> **Exercise aim**
Count the lines in the records below that contain the word "black", with case counting, and reply with that number alone.

┄┄┄┄┄┄┄┄┄┄┄┄┄┄┄┄┄┄┄┄

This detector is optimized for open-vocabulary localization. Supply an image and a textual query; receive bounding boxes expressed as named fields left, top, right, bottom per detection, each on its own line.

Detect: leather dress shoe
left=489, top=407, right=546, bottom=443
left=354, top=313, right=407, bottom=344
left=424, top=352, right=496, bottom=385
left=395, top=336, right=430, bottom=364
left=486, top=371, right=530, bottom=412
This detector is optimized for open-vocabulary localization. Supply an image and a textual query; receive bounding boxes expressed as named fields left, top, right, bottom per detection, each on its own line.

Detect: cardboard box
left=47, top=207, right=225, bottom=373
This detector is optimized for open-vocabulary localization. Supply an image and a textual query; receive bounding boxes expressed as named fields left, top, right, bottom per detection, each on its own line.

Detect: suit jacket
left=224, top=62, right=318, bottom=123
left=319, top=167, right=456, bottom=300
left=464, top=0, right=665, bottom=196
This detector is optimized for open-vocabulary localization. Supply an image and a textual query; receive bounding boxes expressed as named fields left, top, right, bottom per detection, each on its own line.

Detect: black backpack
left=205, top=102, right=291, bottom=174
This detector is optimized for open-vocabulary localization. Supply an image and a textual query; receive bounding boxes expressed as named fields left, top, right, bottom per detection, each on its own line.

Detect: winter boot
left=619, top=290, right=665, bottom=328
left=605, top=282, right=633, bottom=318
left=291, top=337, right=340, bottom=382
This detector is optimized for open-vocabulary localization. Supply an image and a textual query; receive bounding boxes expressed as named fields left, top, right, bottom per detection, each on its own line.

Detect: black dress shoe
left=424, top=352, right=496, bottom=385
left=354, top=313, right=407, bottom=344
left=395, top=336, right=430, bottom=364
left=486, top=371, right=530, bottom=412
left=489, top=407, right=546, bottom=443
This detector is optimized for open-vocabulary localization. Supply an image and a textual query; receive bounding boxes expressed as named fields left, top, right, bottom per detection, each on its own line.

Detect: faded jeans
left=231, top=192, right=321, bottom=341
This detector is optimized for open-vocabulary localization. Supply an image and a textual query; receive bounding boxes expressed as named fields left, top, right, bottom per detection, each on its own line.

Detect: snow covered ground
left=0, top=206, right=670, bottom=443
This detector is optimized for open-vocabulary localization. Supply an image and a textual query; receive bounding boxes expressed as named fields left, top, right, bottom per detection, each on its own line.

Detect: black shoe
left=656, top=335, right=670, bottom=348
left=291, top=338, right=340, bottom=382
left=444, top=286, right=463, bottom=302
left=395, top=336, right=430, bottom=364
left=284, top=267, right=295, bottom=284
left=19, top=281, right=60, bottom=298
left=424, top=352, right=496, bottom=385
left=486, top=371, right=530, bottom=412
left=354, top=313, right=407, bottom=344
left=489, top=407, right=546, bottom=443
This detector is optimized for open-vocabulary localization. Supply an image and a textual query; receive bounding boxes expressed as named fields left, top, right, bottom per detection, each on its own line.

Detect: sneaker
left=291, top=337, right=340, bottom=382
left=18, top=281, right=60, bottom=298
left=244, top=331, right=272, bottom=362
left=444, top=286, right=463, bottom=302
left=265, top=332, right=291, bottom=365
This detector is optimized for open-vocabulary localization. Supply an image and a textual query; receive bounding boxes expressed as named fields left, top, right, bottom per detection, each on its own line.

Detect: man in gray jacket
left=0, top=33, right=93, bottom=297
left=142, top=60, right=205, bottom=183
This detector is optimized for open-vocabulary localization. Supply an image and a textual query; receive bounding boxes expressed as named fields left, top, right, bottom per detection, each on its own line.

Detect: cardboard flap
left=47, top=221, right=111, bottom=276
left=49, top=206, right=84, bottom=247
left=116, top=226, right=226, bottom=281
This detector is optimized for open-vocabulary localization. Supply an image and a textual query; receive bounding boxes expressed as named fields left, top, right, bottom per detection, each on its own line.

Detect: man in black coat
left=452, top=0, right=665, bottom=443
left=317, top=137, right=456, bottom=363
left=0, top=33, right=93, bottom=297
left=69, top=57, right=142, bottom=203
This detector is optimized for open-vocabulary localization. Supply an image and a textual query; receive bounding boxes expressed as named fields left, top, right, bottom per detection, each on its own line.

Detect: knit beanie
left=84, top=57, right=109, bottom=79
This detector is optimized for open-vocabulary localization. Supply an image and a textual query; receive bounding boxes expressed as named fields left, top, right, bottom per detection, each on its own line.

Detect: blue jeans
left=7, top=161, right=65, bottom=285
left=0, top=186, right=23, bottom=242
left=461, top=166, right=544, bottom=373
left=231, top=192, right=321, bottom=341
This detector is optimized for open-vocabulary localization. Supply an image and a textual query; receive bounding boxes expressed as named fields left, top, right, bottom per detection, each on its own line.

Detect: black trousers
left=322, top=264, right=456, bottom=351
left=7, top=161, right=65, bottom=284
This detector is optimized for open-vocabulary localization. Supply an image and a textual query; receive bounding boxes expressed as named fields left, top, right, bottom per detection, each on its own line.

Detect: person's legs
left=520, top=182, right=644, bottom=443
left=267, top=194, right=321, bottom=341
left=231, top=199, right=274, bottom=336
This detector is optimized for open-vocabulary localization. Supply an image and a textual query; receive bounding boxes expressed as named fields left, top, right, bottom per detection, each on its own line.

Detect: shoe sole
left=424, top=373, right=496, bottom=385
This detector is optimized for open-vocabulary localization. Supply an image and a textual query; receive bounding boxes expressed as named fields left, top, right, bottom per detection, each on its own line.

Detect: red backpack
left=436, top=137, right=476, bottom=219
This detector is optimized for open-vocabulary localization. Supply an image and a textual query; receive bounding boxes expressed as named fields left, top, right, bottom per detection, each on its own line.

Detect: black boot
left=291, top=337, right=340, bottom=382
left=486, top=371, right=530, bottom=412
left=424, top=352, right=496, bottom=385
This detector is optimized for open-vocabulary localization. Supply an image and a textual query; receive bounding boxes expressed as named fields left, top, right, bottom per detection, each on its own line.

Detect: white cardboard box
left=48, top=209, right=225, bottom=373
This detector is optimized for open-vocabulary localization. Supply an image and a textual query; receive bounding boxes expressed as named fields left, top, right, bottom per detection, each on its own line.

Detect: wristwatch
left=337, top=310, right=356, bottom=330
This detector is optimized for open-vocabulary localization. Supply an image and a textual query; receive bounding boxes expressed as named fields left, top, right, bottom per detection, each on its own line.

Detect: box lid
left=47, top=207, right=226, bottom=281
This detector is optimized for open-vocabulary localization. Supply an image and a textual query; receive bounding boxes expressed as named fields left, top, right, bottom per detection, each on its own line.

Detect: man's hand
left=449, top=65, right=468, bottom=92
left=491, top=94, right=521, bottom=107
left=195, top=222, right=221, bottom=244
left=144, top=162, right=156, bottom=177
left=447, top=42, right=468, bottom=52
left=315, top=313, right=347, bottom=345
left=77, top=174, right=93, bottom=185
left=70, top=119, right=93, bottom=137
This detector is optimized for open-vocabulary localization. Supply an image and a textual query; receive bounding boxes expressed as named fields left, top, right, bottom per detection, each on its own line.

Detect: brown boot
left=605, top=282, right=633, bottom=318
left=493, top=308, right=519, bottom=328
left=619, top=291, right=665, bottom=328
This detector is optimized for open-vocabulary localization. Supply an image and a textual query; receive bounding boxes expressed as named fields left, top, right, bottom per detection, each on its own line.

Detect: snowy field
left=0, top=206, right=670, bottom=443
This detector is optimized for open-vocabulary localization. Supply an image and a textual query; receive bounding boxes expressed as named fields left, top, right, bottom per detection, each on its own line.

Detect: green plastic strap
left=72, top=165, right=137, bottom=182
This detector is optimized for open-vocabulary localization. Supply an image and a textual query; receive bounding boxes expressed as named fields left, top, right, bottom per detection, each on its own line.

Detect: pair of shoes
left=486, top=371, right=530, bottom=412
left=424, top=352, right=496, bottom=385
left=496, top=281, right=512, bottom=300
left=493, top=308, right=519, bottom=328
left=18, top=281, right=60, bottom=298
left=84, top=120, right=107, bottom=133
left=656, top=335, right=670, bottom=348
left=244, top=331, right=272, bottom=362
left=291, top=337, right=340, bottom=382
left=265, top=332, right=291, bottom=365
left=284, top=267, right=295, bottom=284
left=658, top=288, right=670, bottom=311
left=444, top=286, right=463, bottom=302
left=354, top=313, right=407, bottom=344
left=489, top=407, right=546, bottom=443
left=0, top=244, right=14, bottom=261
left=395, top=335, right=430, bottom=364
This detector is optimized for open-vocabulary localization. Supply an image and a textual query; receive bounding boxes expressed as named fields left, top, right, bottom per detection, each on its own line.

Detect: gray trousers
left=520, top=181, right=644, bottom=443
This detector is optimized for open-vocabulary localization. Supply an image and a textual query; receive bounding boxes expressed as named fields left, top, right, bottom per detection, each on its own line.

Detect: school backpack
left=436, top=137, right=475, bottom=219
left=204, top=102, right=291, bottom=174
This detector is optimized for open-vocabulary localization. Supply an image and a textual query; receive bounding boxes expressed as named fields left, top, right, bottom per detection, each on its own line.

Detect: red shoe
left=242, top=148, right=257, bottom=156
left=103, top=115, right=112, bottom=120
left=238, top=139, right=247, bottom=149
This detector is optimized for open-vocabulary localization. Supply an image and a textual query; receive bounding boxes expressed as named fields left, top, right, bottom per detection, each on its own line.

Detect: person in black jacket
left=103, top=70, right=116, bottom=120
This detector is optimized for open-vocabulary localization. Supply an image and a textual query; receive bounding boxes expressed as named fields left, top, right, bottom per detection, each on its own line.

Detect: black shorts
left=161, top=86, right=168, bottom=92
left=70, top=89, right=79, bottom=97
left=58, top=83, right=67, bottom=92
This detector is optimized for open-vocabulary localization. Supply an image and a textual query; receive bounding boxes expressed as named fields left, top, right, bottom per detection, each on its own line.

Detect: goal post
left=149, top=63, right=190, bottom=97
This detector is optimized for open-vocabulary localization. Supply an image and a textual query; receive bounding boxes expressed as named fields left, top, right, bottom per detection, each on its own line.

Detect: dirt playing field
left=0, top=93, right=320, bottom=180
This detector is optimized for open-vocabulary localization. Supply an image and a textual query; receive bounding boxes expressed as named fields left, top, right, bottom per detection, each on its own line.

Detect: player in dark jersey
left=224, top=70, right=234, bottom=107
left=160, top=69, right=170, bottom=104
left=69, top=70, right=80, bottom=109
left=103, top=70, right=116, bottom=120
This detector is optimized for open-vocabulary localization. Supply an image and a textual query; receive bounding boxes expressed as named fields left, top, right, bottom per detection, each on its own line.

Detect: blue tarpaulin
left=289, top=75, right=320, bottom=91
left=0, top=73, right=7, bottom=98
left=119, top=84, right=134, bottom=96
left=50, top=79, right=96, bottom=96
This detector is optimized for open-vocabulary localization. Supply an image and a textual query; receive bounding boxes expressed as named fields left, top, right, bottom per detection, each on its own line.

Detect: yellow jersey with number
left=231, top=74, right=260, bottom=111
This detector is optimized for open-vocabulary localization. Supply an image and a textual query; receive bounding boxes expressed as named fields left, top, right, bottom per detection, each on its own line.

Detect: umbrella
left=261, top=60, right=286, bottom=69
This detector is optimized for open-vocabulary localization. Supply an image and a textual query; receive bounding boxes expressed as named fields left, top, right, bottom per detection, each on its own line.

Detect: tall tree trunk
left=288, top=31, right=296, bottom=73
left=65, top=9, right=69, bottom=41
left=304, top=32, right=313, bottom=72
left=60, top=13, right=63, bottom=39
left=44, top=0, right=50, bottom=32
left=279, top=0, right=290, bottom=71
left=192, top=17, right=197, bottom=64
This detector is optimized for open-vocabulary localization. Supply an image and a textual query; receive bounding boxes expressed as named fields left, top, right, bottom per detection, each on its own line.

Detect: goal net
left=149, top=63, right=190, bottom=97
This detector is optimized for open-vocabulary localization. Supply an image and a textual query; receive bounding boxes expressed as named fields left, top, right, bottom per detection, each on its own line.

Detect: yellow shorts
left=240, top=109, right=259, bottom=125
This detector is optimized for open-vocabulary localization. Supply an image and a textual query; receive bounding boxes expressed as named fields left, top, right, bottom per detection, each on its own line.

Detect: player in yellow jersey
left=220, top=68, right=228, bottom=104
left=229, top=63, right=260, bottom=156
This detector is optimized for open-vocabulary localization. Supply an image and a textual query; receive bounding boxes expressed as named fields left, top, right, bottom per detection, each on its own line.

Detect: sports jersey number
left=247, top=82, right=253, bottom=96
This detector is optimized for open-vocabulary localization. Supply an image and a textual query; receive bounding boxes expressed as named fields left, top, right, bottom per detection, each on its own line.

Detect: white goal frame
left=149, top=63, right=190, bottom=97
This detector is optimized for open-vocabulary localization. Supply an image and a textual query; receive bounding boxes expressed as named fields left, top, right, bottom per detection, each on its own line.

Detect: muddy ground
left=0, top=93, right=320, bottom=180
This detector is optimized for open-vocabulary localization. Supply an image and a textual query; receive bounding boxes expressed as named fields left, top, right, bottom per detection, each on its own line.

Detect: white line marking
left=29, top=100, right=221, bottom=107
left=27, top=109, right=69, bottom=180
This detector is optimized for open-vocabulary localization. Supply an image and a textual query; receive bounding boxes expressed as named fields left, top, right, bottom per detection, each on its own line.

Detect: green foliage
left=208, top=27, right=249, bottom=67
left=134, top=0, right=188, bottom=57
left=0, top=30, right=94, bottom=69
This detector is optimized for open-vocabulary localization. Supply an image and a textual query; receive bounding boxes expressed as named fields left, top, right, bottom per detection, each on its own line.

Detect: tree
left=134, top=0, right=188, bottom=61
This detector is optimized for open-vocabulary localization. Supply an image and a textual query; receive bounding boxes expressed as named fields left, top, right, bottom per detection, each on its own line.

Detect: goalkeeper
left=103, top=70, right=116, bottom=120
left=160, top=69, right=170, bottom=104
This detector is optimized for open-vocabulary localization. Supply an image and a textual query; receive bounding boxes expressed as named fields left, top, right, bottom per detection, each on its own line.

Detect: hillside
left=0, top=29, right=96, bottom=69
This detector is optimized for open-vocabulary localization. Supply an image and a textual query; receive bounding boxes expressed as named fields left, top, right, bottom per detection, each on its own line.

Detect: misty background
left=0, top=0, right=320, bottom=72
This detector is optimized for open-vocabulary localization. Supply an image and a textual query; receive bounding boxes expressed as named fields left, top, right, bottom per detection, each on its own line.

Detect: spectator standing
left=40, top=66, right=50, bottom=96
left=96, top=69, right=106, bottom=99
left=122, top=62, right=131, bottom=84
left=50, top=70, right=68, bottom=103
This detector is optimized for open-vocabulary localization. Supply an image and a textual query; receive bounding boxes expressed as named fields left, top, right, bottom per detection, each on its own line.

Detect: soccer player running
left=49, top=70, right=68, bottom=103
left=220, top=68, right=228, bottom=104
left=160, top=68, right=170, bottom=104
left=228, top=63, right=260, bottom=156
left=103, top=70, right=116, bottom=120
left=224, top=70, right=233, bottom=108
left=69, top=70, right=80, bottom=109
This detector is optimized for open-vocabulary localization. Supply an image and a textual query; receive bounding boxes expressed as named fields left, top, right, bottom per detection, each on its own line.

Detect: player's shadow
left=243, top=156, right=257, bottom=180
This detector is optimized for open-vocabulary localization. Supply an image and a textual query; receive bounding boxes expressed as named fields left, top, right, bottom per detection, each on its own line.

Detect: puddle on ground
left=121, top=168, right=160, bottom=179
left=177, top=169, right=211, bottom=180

┄┄┄┄┄┄┄┄┄┄┄┄┄┄┄┄┄┄┄┄

> **Correct output**
8